== Exercise prompt ==
In the copy, keep every line below as it is and leave out the pictures.
────────
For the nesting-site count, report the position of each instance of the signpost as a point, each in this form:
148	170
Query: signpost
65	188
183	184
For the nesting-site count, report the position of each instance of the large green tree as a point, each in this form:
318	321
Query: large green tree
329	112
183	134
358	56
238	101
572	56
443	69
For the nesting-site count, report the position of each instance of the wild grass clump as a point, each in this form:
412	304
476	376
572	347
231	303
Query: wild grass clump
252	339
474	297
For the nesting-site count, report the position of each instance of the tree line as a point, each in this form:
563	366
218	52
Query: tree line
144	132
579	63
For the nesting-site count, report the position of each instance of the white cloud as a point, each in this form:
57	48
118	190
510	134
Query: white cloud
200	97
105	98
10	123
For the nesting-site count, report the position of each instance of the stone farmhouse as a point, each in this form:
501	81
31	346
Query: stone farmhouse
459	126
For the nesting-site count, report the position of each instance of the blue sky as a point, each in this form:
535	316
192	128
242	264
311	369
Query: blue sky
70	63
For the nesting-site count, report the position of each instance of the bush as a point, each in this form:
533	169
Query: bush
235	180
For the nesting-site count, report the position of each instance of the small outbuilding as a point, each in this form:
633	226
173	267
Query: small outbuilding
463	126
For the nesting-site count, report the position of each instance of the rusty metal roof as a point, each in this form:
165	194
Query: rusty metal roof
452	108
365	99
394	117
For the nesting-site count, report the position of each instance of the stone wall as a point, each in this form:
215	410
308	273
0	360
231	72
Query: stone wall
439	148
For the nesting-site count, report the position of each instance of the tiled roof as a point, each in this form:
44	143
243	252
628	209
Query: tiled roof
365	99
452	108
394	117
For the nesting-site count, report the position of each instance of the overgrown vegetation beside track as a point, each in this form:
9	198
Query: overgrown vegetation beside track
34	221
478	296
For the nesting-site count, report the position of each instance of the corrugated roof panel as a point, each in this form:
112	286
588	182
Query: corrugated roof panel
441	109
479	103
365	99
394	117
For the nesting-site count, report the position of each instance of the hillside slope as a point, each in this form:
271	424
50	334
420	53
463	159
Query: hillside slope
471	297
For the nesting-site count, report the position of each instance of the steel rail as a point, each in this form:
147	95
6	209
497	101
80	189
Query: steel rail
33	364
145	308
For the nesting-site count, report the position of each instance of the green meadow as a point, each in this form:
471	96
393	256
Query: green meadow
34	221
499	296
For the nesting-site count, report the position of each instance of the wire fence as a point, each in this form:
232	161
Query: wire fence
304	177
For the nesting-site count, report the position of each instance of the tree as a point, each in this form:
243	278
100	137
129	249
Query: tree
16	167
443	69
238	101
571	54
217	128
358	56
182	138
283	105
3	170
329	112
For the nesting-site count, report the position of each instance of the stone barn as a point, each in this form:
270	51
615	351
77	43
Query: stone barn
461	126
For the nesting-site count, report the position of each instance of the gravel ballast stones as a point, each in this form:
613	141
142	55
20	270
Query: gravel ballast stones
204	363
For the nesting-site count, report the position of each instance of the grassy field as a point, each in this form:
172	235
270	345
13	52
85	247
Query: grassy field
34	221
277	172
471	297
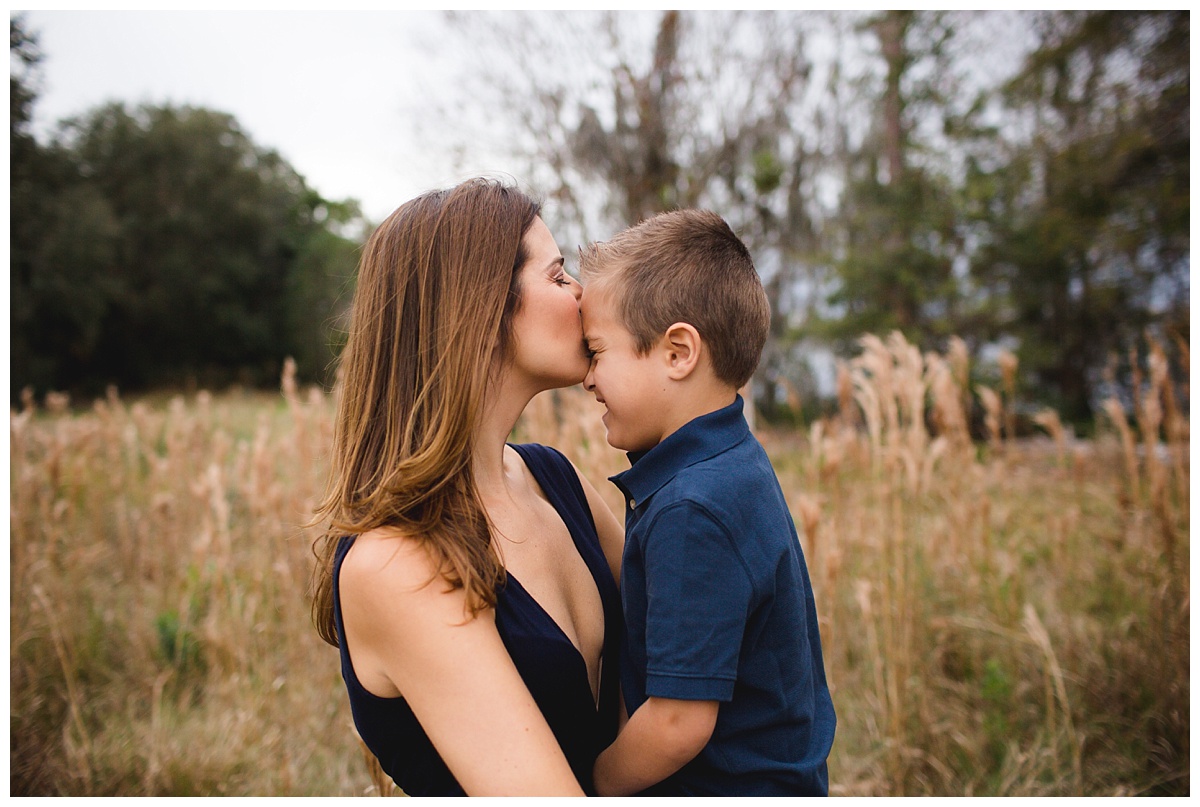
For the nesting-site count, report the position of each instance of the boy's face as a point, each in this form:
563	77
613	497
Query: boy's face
631	387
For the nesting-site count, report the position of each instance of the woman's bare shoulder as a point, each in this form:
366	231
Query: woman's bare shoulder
385	563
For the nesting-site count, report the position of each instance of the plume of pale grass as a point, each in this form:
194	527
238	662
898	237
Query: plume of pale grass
994	414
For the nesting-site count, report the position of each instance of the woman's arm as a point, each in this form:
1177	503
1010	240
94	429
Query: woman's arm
609	528
411	634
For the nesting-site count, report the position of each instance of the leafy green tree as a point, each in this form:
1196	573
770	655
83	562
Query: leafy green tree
1086	221
897	233
173	250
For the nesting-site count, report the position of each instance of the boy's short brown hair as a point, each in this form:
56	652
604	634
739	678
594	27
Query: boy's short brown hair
687	265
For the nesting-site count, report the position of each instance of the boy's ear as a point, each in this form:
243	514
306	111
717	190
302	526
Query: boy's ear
682	346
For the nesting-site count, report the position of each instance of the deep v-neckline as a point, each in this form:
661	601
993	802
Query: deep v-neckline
555	500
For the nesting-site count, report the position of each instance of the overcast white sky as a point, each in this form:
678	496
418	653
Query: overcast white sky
335	93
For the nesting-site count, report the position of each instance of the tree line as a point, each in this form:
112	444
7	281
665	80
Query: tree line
159	245
889	171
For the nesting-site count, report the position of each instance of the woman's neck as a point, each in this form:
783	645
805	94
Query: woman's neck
502	408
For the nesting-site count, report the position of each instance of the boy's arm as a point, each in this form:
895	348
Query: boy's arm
661	736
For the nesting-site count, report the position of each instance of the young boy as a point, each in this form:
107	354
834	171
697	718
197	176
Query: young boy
721	667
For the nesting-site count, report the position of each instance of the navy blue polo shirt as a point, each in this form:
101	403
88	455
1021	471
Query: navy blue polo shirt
719	607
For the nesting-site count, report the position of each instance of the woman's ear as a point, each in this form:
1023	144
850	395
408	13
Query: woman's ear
682	346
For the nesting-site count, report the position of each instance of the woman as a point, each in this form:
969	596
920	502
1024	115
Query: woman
471	585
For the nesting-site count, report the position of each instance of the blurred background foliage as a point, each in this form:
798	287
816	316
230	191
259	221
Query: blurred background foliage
889	172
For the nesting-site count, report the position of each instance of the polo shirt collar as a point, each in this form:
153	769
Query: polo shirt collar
699	440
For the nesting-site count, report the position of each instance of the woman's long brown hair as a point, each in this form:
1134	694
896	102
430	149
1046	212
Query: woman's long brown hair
437	290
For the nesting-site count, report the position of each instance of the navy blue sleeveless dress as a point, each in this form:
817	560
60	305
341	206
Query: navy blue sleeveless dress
551	667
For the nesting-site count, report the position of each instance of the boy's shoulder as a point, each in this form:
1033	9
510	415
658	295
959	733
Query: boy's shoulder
725	482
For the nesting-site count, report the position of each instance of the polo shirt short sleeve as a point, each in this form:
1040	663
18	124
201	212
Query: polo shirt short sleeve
697	599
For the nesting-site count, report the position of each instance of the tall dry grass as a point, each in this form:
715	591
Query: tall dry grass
1005	619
────────
== Response ==
For the nesting-site count, report the position of each instance of the signpost as a point, each in this form:
148	170
Query: signpost
65	188
183	184
For the nesting-site count, report the position of each instance of the large green tree as a point, each in this form:
318	321
Query: large green tree
329	112
183	134
358	56
238	101
572	56
443	69
For the nesting-site count, report the position of each instance of the wild grass clump as a point, each in this form:
412	304
476	376
572	347
231	303
Query: wild grass clump
252	339
474	297
For the nesting-site count, report the position of each instance of the tree line as a point, each in this form:
563	366
218	52
Query: tree line
144	132
579	63
For the nesting-site count, report the position of each instance of the white cloud as a point, each in this form:
57	48
118	190
510	134
Query: white cloud
200	97
105	98
10	123
For the nesting-site count, report the position of each instance of the stone farmhouse as a point, each in this form:
501	81
31	346
Query: stone farmhouse
459	126
For the nesting-site count, report the position of each instance of the blue sky as a point, each in this form:
535	316
192	128
242	264
311	369
Query: blue sky
70	63
For the nesting-site count, report the position of each instance of the bush as a point, each in this form:
533	169
Query: bush
235	180
For the nesting-site count, report the position of each instance of the small outbuilding as a point, each in this form:
633	226
173	267
Query: small outbuilding
463	126
For the nesting-site count, report the position of each instance of the rusty metal roof as a point, each in this form:
165	194
Query: rusty metal roof
452	108
365	99
394	117
For the nesting-site count, report the position of each instance of the stone wall as a point, each in this form:
215	410
308	273
0	360
231	72
Query: stone wall
439	148
For the nesting-site count, report the position of each instance of the tiled roof as a point, each in this form:
44	143
243	252
628	209
Query: tiled roof
365	99
452	108
394	117
For the nesting-site count, report the position of each instance of the overgrown vegetation beside track as a point, each in this form:
9	198
Query: overgrown vegetation beside track
34	221
478	296
For the nesting-site count, report the position of each instance of the corrugated roof panel as a point, each in this form:
112	286
588	182
Query: corrugated roof panel
441	109
479	103
365	99
394	117
For the nesting-site count, report the position of each instance of the hillside slope as a point, each in this form:
271	424
50	334
420	53
463	159
Query: hillside slope
471	297
For the nesting-site count, report the position of each instance of the steel rail as a point, each in this form:
147	95
6	209
497	101
80	189
Query: steel rail
33	364
145	308
For the nesting-site count, report the position of each instance of the green meadow as a point, each in this form:
471	96
393	256
Query: green meadow
34	221
499	296
For the nesting-site count, report the position of each instance of the wire fence as a point, each in this form:
232	161
Query: wire fence
304	177
For the nesting-site count, report the position of each instance of the tree as a point, each in this form:
243	278
100	137
129	249
Query: tree
16	167
443	69
238	101
571	54
217	128
358	56
182	138
283	105
3	170
329	112
For the nesting-site count, report the position of each instance of the stone barn as a point, each in this form:
270	51
615	351
77	43
Query: stone barn
461	126
For the nesting-site count, report the position of each instance of the gravel ballast stones as a point, each in this form:
613	141
142	55
20	270
Query: gravel ballast stones
204	363
For the nesting-site count, report the position of each instance of the grassy field as a point, each in this form:
172	235
270	345
13	52
85	247
Query: grassy field
34	221
277	172
471	297
For the nesting-site count, report the position of each instance of the boy's face as a point, each in this form:
563	77
613	497
Query: boy's face
631	387
For the nesting-site count, report the position of each instance of the woman's bare shoulder as a point, each in this form:
366	231
Query: woman's bare shoulder
385	563
For the nesting-site count, report the position of each instance of the plume of pale grass as a point, each in this form:
194	527
238	662
898	237
Query: plume of pale grass
994	414
For the nesting-site count, report the position of each instance of the woman's arm as a point, each in this form:
1177	503
1010	240
94	429
Query: woman's arm
609	528
411	634
For the nesting-site count, report the position of each instance of the leafy green tree as a point, each in this form:
1196	573
770	655
83	562
Query: leafy green tree
1086	221
897	233
173	250
For the nesting-site count, report the position of each instance of the boy's short brown hair as a point, each in this form:
56	652
604	634
739	678
594	27
Query: boy's short brown hair
687	265
For the nesting-site count, report the position of each instance of the boy's ear as a point, each in this form:
243	514
306	111
717	190
302	526
Query: boy's ear
682	346
For the nesting-site count, report the position of each instance of the deep v-neckline as a point, each in this form:
661	601
993	802
Query: deep v-neckline
555	500
For the nesting-site count, report the position of each instance of the overcast white sky as a point, each in this form:
678	496
418	653
Query: overcast white sky
335	93
For the nesting-site count, report the position of each instance of the tree line as a point, each in this form:
112	444
7	281
665	80
Query: tree line
159	245
889	171
For the nesting-site count, report the position of each instance of the woman's neck as a point, each in this form:
783	645
805	94
Query: woman's neck
502	408
For the nesting-site count, report the position of each instance of the boy's arm as a point, each in this form:
895	348
Query: boy's arm
661	736
For the nesting-site count, report the position of each instance of the young boy as a point, each in this form:
107	354
834	171
697	718
197	176
Query: young boy
721	667
For the nesting-site count, report the position of each instance of the navy blue polo shirt as a point, each in this form:
101	403
88	455
1021	471
Query: navy blue polo shirt
719	607
For the nesting-site count, report the position of each instance of the woman's ear as a point, each in this form:
1023	144
850	395
408	13
Query: woman's ear
682	346
For the nesting-site count, report the position of each instance of the woman as a point, each in this form:
969	596
920	502
1024	115
Query: woman
471	585
For the nesting-site count, report the position of each instance of the blurred background foliage as a point, each in this form:
798	287
816	316
230	191
259	221
Query: blurred background foliage
889	172
For the nesting-site count, report the position of each instance of the polo shirt collar as a point, each in this form:
153	769
Query: polo shirt collar
699	440
For the nesting-site count, report the position of each instance of the woman's long brown hair as a point, each in this form:
1134	694
896	102
430	149
1046	212
Query: woman's long brown hair
437	290
For the nesting-site count, report the position of each instance of the navy blue sleeveless dress as a point, each in this form:
817	560
60	305
341	206
Query: navy blue sleeveless dress
551	667
For the nesting-site count, report the position of each instance of the boy's shoulder as a point, each in this form:
1033	9
510	415
658	295
959	733
Query: boy's shoulder
725	482
For the nesting-site count, report the position of each instance of the polo shirt short sleeve as a point, each in this form:
1040	663
18	124
201	212
Query: polo shirt short sleeve
697	599
For the nesting-site count, report the position of each instance of the tall dry grass as a point, each in this form:
715	591
Query: tall dry grass
1005	619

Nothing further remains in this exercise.